— Start —
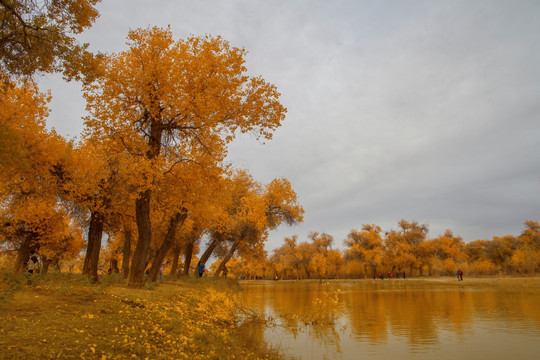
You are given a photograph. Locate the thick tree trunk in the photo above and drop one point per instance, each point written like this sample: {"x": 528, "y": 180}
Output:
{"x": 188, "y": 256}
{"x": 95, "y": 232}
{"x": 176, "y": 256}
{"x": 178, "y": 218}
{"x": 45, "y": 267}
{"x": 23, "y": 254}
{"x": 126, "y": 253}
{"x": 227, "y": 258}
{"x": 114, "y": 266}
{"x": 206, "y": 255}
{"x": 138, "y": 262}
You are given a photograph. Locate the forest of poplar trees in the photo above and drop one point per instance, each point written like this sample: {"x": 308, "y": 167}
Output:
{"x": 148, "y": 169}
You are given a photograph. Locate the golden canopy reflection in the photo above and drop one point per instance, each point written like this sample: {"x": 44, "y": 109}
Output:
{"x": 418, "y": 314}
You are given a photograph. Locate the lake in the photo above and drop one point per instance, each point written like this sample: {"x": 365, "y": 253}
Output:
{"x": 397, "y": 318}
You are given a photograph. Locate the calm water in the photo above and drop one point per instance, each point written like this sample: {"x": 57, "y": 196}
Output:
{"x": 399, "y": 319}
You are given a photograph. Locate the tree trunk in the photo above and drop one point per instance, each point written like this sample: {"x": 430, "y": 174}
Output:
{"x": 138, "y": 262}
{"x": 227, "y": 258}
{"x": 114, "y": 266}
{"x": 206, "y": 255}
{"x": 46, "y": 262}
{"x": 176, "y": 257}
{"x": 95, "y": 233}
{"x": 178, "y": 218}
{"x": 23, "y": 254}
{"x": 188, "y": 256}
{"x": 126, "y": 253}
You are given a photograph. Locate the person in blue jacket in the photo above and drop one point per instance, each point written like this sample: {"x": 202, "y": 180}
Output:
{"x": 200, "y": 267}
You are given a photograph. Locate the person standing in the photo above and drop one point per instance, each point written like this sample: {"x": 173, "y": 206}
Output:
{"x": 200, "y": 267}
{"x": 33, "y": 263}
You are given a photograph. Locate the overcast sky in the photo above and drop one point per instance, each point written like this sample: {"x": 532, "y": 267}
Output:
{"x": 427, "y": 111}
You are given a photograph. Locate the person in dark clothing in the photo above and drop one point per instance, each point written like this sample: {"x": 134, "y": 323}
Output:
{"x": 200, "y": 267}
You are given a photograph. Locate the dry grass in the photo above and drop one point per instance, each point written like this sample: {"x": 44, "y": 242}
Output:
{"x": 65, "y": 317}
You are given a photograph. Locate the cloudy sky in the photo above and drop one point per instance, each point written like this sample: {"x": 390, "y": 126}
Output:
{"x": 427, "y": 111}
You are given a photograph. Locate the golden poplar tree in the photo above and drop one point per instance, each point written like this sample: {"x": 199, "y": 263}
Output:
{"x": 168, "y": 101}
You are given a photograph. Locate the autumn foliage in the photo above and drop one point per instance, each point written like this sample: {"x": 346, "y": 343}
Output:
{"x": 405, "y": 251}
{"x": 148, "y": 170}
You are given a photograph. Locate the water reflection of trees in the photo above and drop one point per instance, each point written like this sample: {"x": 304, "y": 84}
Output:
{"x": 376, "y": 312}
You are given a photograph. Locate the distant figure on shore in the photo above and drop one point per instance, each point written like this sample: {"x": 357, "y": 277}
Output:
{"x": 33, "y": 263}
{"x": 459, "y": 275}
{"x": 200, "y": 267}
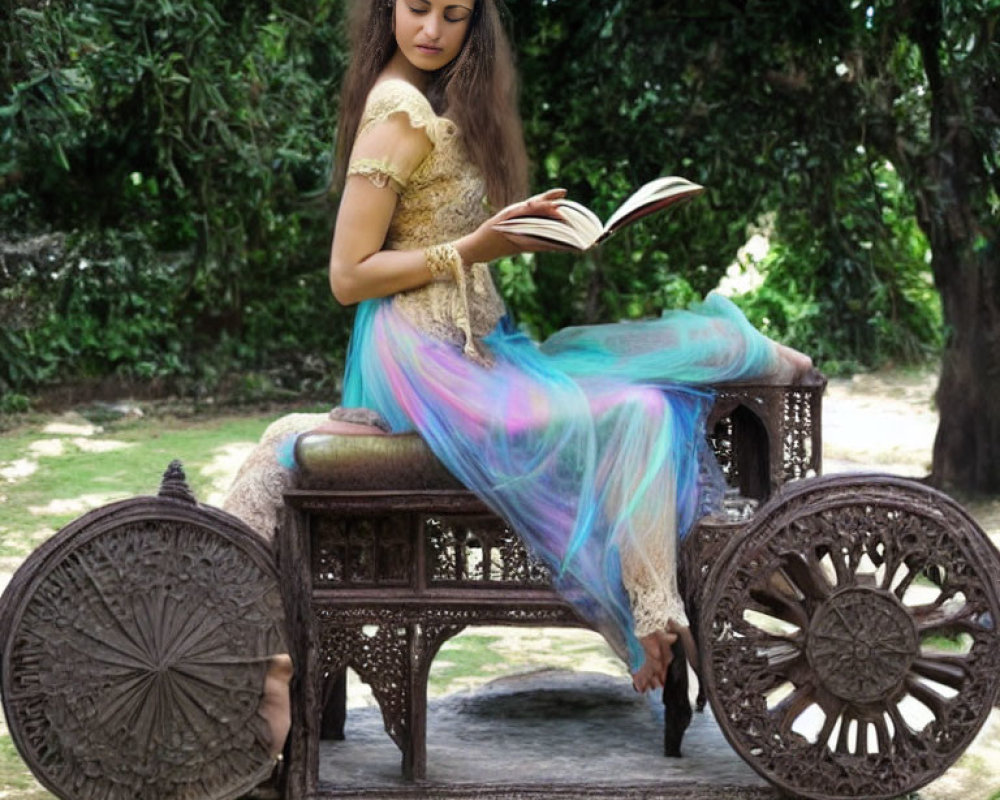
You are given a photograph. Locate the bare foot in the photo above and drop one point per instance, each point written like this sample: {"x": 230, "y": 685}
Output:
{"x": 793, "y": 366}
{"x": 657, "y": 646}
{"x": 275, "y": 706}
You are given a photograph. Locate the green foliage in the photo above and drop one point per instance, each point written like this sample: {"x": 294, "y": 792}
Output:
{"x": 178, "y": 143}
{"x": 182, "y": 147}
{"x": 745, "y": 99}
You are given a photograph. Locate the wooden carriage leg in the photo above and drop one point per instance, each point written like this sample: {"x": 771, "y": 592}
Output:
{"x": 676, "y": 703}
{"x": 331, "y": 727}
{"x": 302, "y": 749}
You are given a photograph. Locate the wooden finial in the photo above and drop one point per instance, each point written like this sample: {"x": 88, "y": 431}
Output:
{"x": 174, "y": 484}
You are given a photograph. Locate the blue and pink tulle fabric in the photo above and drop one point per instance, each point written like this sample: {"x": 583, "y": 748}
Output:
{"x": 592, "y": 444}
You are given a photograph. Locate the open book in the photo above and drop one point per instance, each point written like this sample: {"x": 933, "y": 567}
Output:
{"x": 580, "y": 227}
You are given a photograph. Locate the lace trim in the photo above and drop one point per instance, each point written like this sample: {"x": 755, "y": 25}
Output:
— End —
→ WHAT YOU ARE ASKED TO DO:
Each entry above is to be written out again unchanged, apart from the pictures, which are left out.

→ OUTPUT:
You are given a photograph. Locate the thick tree trunk in the photo above and drop one point per instance, each point written like this sample: {"x": 528, "y": 180}
Output:
{"x": 188, "y": 256}
{"x": 95, "y": 232}
{"x": 176, "y": 256}
{"x": 178, "y": 218}
{"x": 45, "y": 267}
{"x": 23, "y": 254}
{"x": 126, "y": 253}
{"x": 227, "y": 258}
{"x": 114, "y": 266}
{"x": 206, "y": 255}
{"x": 138, "y": 262}
You are given a photograph. Locate the forest of poplar trees in the photo above and drop one point per instance, each point written like this sample: {"x": 308, "y": 167}
Output:
{"x": 148, "y": 169}
You are given a photograph. Locate the golden canopy reflection in the photo above and drop one point per instance, each point written like this sample: {"x": 44, "y": 109}
Output:
{"x": 418, "y": 314}
You are given a photograph. Locate the lake in the photo above and drop one point per instance, each point written like this sample: {"x": 365, "y": 253}
Output:
{"x": 397, "y": 318}
You are given a photograph. Locate the calm water in the photo above and drop one point per instance, each point written like this sample: {"x": 57, "y": 196}
Output:
{"x": 399, "y": 319}
You are given a photograph. Locate the tree trunk in the photo above and drop one point per instance, each point written like this sample: {"x": 430, "y": 174}
Output:
{"x": 138, "y": 262}
{"x": 227, "y": 258}
{"x": 114, "y": 266}
{"x": 206, "y": 255}
{"x": 46, "y": 262}
{"x": 176, "y": 257}
{"x": 95, "y": 233}
{"x": 178, "y": 218}
{"x": 23, "y": 254}
{"x": 188, "y": 256}
{"x": 126, "y": 253}
You are given a photograph. Locate the person in blue jacket in the photo above and drop one point per instance, each point written like this sample: {"x": 202, "y": 180}
Output:
{"x": 200, "y": 267}
You are given a photograph. Locate the person standing in the photo above and drop one point per instance, each point written like this sample: {"x": 173, "y": 206}
Output:
{"x": 200, "y": 267}
{"x": 33, "y": 263}
You are given a photograph. Locate the overcast sky in the photo above and drop one point per instance, each point written like this sample: {"x": 532, "y": 267}
Output:
{"x": 427, "y": 111}
You are given a photograph. Locate the person in dark clothing in the photo above and drop one point per instance, each point written like this sample: {"x": 134, "y": 323}
Output:
{"x": 200, "y": 267}
You are given a photograph. Locate the dry grass in the photo above and drop one point per instance, each point written like this sample: {"x": 44, "y": 242}
Output:
{"x": 65, "y": 317}
You are given a photograph. Locate the cloudy sky in the photo above and drop one point per instance, each point written like this sample: {"x": 390, "y": 126}
Output:
{"x": 427, "y": 111}
You are given a photograph. Locate the golden poplar tree in the photo above and drop one point per instance, each point written like this sample: {"x": 199, "y": 263}
Output:
{"x": 168, "y": 101}
You are given a photograph. Locate the autumn foliage in the photo above and drop one point per instance, each point written like this sample: {"x": 346, "y": 343}
Output:
{"x": 405, "y": 251}
{"x": 148, "y": 170}
You are given a photograph. Locate the water reflection of trees in the photo above and drop one point per instance, each point written like this sample: {"x": 304, "y": 84}
Output:
{"x": 376, "y": 312}
You are given a photograph. Locate the distant figure on shore in the photo above and drop one point per instance, each point written like this sample: {"x": 357, "y": 277}
Output:
{"x": 33, "y": 263}
{"x": 459, "y": 275}
{"x": 200, "y": 267}
You are given a photograph. Locate the bare foot in the photo above and drop one point per instance, each point written like this sample: {"x": 230, "y": 685}
Output:
{"x": 793, "y": 366}
{"x": 657, "y": 646}
{"x": 275, "y": 706}
You are given a photograph. Locate the green foliage in the photo above and drop one point per instance, each point written like this sample: {"x": 294, "y": 792}
Output:
{"x": 178, "y": 143}
{"x": 182, "y": 147}
{"x": 745, "y": 99}
You are given a photograph. Locate the wooden carriage leg in the photo above and drop one point per instance, each point written like this sample: {"x": 771, "y": 592}
Output:
{"x": 676, "y": 703}
{"x": 331, "y": 727}
{"x": 302, "y": 749}
You are given a photograph. Locate the wooden finial in the photo above and drop one point per instance, each point written like this sample: {"x": 88, "y": 431}
Output:
{"x": 174, "y": 484}
You are given a photograph. Locate the blue and pink tulle fabric in the photo above and drop one point per instance, each point written like this sample: {"x": 583, "y": 748}
Output:
{"x": 592, "y": 444}
You are given a photograph. Locate the open book in the photo above and drop one point per instance, each point written like this sample: {"x": 933, "y": 567}
Output:
{"x": 580, "y": 227}
You are given a photograph. Locate the lace trim in the photo above and drop one point per instance, each point written like this sample: {"x": 755, "y": 25}
Output:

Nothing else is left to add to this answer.